» Problem details:
Copy out, word for word, the stretch of the Darfur article below from "Sudanese police and" through "of international law.".

» Document:

****

The true figures are believed to be higher due to fear of reprisals,
social stigma, and a lack of trust in authorities to take action, it
said.
Sudanese police and security
forces have shot, killed and abducted civilians in Darfur with
near-total impunity, the United Nations said on Friday in a report also
documenting crimes committed by rebels last year in the remote western
region.
The military conducted aeriel bombing and
ground attacks on civilians and burned villages in its campaign to end
the insurgency in North and South Darfur in 2014, the U.N. human rights
office said, citing serious violations of international law.
Peacekeepers
from the African Union and U.N., whose joint force in Darfur is known
as UNAMID, documented 411 cases of abuses by all sides in the conflict,
affecting 980 people, the report said. Nearly one-third involved sexual
violence.
"These included abductions, physical
assault, and armed attacks against civilians, particularly IDPs
(internally displaced persons), causing injury or death, sexual and
other forms of gender-based violence cases, including allegations of
rape, gang-rape and sexual harassment," the report said.
The
true figures are believed to be higher due to fear of reprisals, social
stigma, and a lack of trust in authorities to take action, it said.
Sudan's
government has faced a rebellion in Darfur since 2003 and a separate
but linked insurgency in Blue Nile and South Kordofan since South Sudan
seceded in 2011. More than 300,000 people have been killed in the Darfur
conflict, the U.N. says.

****

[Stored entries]
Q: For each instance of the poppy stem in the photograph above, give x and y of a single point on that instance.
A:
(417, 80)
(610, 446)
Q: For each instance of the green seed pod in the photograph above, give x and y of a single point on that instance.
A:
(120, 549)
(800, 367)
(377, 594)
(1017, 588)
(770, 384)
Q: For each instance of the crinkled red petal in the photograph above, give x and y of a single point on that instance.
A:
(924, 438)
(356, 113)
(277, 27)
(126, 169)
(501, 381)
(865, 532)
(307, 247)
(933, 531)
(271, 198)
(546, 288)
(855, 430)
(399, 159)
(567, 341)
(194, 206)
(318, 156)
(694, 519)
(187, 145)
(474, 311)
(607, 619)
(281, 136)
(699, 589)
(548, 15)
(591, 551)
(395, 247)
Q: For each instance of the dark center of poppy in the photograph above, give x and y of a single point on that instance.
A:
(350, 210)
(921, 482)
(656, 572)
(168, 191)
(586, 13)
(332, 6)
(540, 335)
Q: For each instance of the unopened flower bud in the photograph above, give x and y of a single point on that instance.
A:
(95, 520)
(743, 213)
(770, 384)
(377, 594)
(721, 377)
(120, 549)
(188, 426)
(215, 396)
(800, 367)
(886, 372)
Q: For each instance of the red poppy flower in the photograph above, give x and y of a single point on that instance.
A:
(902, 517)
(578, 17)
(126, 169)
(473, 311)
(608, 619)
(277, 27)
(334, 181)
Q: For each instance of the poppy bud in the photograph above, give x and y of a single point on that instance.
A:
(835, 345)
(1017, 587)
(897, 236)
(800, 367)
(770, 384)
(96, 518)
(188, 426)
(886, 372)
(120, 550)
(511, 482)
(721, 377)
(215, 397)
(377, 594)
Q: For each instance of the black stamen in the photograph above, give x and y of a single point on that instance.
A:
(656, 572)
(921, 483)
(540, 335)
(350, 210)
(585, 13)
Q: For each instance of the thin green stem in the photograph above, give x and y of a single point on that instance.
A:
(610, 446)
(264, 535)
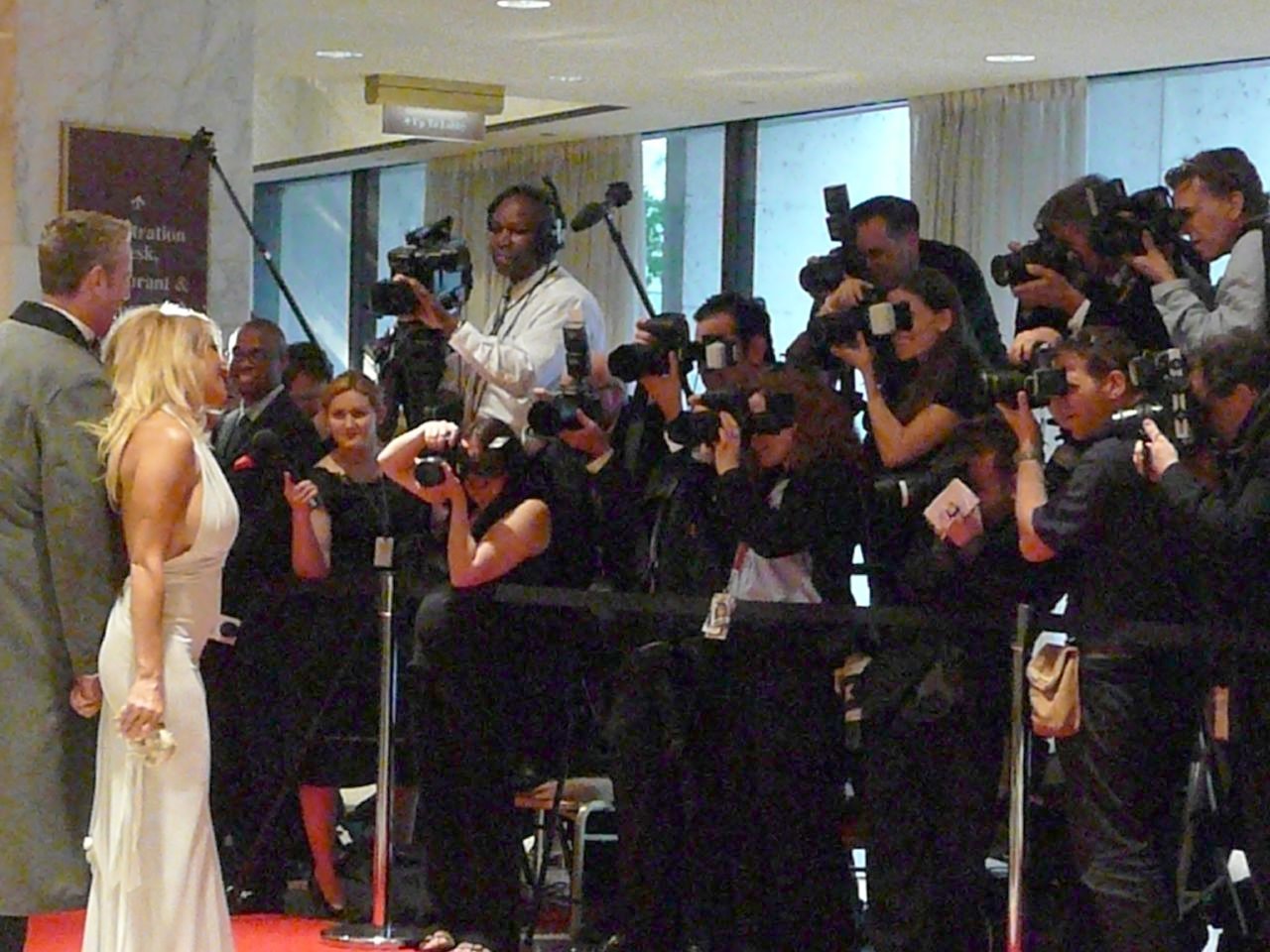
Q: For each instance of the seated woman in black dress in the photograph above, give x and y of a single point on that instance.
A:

****

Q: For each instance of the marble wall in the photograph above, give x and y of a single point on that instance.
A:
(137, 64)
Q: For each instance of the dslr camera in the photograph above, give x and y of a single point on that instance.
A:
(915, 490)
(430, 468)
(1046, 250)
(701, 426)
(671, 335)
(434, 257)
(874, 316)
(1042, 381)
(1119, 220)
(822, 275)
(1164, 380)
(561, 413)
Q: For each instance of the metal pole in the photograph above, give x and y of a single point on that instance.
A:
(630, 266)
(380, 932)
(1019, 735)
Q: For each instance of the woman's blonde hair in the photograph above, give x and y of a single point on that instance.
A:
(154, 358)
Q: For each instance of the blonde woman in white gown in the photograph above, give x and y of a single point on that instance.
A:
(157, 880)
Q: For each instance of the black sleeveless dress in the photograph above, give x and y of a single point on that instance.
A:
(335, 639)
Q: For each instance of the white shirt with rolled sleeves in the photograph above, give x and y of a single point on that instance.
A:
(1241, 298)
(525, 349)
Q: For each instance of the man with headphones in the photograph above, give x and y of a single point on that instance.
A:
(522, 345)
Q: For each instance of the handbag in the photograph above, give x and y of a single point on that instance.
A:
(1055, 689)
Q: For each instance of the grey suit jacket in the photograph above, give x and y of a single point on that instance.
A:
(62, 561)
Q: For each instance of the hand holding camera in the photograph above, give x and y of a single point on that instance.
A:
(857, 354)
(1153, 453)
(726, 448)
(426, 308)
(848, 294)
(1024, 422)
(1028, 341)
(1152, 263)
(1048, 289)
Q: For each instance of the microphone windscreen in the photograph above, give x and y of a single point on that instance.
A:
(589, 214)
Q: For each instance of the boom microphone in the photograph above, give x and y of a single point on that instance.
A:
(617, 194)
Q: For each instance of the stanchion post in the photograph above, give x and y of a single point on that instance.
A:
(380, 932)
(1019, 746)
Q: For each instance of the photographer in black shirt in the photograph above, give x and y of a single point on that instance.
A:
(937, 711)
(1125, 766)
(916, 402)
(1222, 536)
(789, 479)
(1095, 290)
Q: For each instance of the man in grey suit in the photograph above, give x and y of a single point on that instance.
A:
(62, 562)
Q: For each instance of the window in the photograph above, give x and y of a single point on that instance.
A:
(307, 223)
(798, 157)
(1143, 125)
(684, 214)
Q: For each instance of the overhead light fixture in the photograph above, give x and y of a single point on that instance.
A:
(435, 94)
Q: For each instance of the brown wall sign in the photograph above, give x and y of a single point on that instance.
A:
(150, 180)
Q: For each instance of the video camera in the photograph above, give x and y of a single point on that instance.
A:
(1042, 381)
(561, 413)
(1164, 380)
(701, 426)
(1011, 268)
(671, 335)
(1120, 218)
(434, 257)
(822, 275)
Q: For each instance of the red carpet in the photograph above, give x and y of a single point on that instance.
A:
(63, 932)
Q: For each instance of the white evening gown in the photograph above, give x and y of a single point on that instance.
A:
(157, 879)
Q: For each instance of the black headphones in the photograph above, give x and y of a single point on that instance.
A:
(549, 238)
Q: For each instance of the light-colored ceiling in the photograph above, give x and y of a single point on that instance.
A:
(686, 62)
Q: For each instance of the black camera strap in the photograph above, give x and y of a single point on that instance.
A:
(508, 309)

****

» Expected answer:
Sudanese police and security
forces have shot, killed and abducted civilians in Darfur with
near-total impunity, the United Nations said on Friday in a report also
documenting crimes committed by rebels last year in the remote western
region.
The military conducted aeriel bombing and
ground attacks on civilians and burned villages in its campaign to end
the insurgency in North and South Darfur in 2014, the U.N. human rights
office said, citing serious violations of international law.